PROBLEMS.
**1.** Repeat the passage from the hyperparameter optimization article, starting at "To understand BO, we" and ending at "the figure below.".
**2.** According to the hyperparameter optimization article, which search method was unable to find the best value for the important hyperparameter?

GIVEN PASSAGE.
(begin)

MLOps Blog

HyperBand and BOHB: Understanding State of the Art Hyperparameter Optimization Algorithms

MJ Bahmani

4 min

29th August, 2023

ML Model Development

If you want to learn about state-of-the-art hyperparameter optimization algorithms (HPO), in this article I’ll tell you what they are and how they work.

As an ML researcher I’ve read about and used state-of-the-art HPO algorithms quite a bit and in the next few sections I’m going to share with you what I’ve discovered so far.

Hope you like it!

A bit about HPO approaches

HPO is a method that helps solve the challenge of tuning hyperparameters of machine learning algorithms.

Outstanding ML algorithms have multiple, distinct and complex hyperparameters that generate an enormous search space. Plenty of start-ups choose to use deep learning in the core of their pipelines, and search space in deep learning methods is even larger than traditional ML algorithms. Tuning on a massive search space is a tough challenge.

To solve HPO problems, we need to use data-driven methods. Manual methods are not effective.

Many approaches have been proposed to tackle the HPO problem:

HPO — *Image from Automated Machine Learning: State-of-The-Art and Open Challenges*

We will discuss four main, most effective methods.

Bayesian Optimization

To understand BO, we should know a bit about the Grid search and random search methods (explained nicely in this paper). I’m just going to summarize these methods.

Let’s say that our search space consists of only two hyperparameters, one is significant and the other is unimportant. We want to tune them to improve the accuracy of the model. If each of them has 3 distinct values, the whole search space would be 9 possible choices. We could try each of them to find the best value for both hyperparameters.

grid layout — *Image from Random Search for Hyper-Parameter Optimization*

But as you can see in the figure above, Grid search was unable to find the best value for the important hyperparameter. One solution for this may be to go through the search space at random, much like the figure below.

random layout — *Image from Random Search for Hyper-Parameter Optimization*

Why is Bayesian Optimization effective?

(end)

SUPPLIED DATA.
(begin)

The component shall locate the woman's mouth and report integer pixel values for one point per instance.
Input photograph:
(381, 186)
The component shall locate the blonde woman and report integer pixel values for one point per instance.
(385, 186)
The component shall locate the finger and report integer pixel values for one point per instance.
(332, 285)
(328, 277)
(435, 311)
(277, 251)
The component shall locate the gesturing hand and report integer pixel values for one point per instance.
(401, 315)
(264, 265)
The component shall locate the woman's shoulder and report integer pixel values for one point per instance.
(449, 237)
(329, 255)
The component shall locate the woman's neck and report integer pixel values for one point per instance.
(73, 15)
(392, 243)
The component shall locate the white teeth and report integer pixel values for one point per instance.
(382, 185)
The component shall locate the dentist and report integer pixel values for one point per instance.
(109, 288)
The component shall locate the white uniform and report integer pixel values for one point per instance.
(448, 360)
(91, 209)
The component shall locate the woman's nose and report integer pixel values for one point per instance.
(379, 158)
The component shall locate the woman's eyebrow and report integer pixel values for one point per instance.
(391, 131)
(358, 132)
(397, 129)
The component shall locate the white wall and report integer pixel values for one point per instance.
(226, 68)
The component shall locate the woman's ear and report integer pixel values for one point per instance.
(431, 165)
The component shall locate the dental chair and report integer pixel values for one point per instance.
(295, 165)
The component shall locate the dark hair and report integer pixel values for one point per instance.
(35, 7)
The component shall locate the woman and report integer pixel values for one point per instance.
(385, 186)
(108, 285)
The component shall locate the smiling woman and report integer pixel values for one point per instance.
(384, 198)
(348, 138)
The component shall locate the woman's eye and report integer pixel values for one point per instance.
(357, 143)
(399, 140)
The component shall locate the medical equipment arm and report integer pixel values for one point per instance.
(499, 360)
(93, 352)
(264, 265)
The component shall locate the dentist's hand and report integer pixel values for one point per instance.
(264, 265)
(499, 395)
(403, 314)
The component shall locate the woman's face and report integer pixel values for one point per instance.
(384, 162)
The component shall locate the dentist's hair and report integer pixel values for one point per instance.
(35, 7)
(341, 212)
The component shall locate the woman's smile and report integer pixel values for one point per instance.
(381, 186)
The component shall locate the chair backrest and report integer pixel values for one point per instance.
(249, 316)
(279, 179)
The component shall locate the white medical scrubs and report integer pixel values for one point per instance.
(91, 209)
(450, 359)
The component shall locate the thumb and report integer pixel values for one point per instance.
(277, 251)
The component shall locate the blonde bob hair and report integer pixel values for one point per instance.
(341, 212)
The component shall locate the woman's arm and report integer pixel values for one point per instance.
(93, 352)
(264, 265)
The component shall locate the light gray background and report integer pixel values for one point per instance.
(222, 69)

(end)

RESPONSES IN ORDER.
**1.**
To understand BO, we should know a bit about the Grid search and random search methods (explained nicely in this paper). I’m just going to summarize these methods.

Let’s say that our search space consists of only two hyperparameters, one is significant and the other is unimportant. We want to tune them to improve the accuracy of the model. If each of them has 3 distinct values, the whole search space would be 9 possible choices. We could try each of them to find the best value for both hyperparameters.

grid layout — *Image from Random Search for Hyper-Parameter Optimization*

But as you can see in the figure above, Grid search was unable to find the best value for the important hyperparameter. One solution for this may be to go through the search space at random, much like the figure below.

**2.** Grid search